• EXERCISE: Consider the records below. How many of their lines include the word "large"? State the number and nothing else.

• DATASET CONTENT:
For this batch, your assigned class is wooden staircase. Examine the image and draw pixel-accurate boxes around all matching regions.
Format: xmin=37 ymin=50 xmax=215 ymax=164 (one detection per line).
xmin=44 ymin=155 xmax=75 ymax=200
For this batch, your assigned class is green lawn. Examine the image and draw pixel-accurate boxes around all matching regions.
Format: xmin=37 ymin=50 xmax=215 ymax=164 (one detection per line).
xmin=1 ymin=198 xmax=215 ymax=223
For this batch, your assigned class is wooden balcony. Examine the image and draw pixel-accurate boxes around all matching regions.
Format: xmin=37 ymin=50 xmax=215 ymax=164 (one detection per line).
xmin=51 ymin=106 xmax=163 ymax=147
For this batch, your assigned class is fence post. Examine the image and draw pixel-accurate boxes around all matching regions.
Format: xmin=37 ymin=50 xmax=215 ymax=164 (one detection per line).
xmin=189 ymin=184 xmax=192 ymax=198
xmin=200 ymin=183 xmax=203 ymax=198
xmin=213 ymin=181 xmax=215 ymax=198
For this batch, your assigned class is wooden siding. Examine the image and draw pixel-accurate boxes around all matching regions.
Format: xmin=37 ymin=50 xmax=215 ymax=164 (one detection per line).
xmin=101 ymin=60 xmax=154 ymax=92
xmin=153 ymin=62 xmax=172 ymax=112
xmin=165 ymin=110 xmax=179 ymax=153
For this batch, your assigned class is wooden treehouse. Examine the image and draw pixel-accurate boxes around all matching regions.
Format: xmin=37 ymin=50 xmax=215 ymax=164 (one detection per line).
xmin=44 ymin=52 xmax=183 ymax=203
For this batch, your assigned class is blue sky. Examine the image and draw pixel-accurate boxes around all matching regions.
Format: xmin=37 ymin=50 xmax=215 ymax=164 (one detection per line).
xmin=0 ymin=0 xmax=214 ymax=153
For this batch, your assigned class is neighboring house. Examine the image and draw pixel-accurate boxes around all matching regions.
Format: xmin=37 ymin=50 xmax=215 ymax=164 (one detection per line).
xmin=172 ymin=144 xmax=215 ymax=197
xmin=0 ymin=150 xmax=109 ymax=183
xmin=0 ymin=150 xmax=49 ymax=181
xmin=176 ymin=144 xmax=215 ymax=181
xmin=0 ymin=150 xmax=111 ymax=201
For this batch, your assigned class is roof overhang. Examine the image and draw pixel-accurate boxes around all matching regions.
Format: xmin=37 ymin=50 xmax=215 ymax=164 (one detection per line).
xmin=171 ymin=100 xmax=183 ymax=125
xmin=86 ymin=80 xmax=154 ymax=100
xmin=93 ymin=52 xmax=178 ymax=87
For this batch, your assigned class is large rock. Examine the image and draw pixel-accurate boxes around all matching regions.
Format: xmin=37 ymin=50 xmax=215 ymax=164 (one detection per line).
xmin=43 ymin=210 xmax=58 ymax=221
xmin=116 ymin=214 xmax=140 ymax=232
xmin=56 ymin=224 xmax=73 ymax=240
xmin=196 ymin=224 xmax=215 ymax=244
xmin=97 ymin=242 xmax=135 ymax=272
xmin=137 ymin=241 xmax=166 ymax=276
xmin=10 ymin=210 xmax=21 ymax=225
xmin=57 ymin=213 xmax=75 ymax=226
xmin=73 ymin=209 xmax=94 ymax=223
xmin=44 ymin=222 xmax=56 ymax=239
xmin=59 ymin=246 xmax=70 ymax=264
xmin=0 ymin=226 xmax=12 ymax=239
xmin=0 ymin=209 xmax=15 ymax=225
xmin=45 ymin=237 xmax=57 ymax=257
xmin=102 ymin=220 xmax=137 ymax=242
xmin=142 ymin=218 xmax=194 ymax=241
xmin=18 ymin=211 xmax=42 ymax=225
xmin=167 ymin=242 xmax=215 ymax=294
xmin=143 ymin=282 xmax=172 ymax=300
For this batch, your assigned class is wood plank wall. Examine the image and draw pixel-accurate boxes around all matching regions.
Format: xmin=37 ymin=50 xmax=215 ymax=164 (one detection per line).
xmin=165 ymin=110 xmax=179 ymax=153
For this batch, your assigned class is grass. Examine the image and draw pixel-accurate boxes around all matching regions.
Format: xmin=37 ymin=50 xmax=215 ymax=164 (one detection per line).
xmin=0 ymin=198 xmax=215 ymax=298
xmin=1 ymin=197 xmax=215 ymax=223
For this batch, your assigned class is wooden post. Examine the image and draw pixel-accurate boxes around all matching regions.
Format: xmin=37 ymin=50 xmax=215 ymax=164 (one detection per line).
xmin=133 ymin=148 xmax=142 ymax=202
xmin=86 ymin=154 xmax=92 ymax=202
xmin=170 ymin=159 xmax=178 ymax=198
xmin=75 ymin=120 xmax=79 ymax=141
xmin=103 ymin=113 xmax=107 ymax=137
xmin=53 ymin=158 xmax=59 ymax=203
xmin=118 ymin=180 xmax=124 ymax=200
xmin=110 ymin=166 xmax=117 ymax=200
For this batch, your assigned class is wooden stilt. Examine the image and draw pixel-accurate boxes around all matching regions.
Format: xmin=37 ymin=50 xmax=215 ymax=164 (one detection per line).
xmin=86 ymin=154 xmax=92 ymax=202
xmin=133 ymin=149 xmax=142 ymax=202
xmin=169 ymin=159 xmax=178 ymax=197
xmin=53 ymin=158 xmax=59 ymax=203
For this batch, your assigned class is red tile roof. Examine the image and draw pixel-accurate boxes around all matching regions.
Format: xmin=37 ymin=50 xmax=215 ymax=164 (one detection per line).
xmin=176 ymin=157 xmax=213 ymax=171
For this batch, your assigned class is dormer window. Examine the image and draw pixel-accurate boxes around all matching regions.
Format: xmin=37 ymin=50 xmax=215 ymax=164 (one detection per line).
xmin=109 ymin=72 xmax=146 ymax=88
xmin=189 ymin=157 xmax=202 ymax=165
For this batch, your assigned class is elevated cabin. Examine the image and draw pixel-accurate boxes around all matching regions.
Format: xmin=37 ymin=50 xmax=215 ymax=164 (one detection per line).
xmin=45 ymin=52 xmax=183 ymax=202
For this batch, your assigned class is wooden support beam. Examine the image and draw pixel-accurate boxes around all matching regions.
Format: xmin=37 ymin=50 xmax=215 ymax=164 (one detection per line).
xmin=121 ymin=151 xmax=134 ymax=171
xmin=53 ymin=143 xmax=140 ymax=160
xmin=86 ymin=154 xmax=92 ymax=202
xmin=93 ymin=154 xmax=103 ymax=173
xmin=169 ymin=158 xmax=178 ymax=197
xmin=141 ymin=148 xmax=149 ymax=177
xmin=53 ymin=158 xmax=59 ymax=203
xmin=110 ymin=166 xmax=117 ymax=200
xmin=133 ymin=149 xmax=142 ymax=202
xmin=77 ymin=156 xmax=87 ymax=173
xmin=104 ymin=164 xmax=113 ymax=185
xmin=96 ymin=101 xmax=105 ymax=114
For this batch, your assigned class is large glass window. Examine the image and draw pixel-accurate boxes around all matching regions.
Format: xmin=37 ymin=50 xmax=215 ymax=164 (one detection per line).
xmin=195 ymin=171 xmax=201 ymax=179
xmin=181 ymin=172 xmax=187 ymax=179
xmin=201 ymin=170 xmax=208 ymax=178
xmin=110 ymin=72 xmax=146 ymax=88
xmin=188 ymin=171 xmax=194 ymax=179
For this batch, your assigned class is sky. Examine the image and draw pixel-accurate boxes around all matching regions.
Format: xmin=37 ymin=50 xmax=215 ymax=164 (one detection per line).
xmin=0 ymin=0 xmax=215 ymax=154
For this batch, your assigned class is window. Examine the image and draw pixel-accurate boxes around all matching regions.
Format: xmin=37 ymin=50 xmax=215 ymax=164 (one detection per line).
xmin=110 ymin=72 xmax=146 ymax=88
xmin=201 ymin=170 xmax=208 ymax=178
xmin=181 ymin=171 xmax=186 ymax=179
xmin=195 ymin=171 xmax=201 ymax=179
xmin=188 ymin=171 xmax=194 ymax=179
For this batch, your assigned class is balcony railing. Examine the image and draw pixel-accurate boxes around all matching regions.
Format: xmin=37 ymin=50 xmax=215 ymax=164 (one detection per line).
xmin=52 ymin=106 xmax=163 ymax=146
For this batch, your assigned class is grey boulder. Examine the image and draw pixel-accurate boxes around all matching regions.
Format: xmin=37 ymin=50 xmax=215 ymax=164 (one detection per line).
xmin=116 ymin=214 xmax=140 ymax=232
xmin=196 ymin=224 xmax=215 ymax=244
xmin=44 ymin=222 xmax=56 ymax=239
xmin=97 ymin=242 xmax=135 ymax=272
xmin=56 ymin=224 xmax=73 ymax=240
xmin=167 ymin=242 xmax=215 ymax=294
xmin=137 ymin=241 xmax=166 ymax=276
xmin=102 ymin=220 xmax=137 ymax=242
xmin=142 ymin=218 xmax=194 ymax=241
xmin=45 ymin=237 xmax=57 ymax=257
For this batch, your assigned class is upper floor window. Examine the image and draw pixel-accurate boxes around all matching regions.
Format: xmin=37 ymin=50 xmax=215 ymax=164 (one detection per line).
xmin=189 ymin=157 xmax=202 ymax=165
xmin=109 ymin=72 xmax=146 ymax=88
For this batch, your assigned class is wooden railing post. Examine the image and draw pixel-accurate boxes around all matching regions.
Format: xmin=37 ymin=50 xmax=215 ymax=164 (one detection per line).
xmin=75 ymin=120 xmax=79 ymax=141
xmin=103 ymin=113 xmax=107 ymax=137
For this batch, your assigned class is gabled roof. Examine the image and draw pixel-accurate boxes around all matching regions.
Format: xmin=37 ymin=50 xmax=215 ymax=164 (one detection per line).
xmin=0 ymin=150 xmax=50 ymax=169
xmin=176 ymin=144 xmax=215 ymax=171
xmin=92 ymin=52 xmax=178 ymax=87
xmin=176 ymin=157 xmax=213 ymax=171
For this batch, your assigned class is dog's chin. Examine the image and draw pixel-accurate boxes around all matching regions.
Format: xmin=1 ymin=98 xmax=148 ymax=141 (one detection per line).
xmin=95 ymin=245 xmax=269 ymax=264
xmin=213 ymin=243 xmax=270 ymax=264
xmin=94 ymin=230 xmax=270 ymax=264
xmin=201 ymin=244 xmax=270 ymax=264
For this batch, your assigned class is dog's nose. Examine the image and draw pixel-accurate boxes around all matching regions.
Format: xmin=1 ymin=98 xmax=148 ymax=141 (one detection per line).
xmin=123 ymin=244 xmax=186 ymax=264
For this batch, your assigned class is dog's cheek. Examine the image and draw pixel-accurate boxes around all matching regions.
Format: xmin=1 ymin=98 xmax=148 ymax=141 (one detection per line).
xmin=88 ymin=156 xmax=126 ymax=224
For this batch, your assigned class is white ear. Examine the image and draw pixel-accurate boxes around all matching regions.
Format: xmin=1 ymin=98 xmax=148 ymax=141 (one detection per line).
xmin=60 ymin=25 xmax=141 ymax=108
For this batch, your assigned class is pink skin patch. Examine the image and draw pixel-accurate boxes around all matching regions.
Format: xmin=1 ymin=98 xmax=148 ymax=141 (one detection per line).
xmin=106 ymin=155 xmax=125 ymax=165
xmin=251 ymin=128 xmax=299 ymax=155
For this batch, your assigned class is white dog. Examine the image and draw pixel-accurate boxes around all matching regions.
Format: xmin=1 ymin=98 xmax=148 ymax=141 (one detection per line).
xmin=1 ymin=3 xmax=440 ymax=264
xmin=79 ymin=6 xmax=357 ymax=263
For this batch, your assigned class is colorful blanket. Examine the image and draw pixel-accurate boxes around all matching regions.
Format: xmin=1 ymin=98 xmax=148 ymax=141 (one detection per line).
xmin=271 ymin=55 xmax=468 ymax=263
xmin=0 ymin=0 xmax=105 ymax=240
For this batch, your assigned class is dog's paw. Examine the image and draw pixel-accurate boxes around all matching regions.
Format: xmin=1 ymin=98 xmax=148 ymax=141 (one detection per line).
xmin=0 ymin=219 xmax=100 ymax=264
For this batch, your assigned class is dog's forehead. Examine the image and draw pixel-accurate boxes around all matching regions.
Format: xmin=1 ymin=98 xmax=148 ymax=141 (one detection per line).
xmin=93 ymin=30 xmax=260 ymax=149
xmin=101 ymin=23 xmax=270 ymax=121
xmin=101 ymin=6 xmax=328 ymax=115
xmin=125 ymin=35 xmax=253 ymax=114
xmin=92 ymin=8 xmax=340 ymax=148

• EXPECTED ANSWER: 2